Reproduce verbatim the lines of the items below from the line containing "Give the segmentation of every instance of the stair" through the line containing "Mark the region of each instance of the stair", including both of those lines.
>> Begin RECORDS PROVIDED
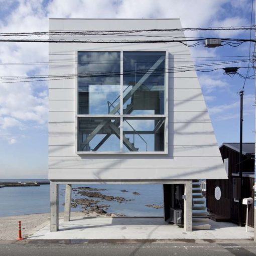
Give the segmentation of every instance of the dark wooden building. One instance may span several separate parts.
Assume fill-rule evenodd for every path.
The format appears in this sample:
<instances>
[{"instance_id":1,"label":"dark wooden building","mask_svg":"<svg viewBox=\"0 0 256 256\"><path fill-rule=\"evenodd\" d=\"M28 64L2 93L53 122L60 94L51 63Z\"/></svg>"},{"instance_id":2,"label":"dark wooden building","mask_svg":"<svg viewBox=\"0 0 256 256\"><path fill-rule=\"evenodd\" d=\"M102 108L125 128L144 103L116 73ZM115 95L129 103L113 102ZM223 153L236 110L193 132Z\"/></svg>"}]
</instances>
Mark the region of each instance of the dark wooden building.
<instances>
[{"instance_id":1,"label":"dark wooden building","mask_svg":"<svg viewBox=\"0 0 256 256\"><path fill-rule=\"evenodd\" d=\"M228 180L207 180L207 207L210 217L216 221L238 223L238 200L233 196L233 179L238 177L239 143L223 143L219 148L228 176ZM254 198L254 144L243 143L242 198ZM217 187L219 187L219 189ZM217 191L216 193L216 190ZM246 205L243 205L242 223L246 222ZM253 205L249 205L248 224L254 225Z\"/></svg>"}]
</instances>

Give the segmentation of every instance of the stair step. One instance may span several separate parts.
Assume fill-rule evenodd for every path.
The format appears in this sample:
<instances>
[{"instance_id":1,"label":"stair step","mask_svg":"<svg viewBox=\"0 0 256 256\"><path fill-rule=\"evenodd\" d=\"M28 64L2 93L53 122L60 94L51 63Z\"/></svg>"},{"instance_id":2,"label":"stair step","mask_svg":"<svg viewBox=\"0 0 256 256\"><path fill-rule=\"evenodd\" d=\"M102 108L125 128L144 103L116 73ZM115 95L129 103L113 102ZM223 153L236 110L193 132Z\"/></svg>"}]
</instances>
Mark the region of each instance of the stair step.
>> End RECORDS PROVIDED
>> Begin RECORDS PROVIDED
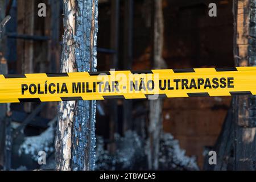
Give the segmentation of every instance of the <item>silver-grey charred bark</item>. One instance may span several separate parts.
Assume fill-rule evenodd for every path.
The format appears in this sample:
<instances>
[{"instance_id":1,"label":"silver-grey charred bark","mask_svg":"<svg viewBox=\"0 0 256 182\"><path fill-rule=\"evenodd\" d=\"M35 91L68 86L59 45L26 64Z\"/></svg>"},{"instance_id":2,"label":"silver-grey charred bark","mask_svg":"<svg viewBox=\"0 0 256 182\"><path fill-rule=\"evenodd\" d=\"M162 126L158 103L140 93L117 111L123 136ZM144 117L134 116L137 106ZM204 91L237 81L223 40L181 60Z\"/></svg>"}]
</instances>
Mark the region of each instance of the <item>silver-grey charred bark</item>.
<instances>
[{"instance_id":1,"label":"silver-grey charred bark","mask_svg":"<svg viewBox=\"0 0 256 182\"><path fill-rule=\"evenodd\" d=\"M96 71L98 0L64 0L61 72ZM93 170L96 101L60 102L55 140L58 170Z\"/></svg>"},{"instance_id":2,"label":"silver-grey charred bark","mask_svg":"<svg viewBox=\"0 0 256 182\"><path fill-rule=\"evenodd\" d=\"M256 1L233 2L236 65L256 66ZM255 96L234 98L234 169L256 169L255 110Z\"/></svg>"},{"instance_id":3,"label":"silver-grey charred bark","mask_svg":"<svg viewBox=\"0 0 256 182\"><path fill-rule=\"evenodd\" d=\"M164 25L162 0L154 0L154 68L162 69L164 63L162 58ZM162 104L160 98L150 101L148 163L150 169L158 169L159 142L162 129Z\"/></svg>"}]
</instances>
>> End RECORDS PROVIDED
#### WRITTEN REPLY
Give the segmentation of every instance of the stair step. One instance may span several separate parts.
Assume fill-rule evenodd for every path.
The format appears in this sample:
<instances>
[{"instance_id":1,"label":"stair step","mask_svg":"<svg viewBox=\"0 0 256 256\"><path fill-rule=\"evenodd\" d=\"M28 64L2 93L53 122L60 94L51 63Z\"/></svg>"},{"instance_id":2,"label":"stair step","mask_svg":"<svg viewBox=\"0 0 256 256\"><path fill-rule=\"evenodd\" d=\"M102 108L125 128L144 103L116 73ZM115 95L129 103L113 102ZM223 153L236 110L193 132Z\"/></svg>"}]
</instances>
Mark the region of each instance of the stair step.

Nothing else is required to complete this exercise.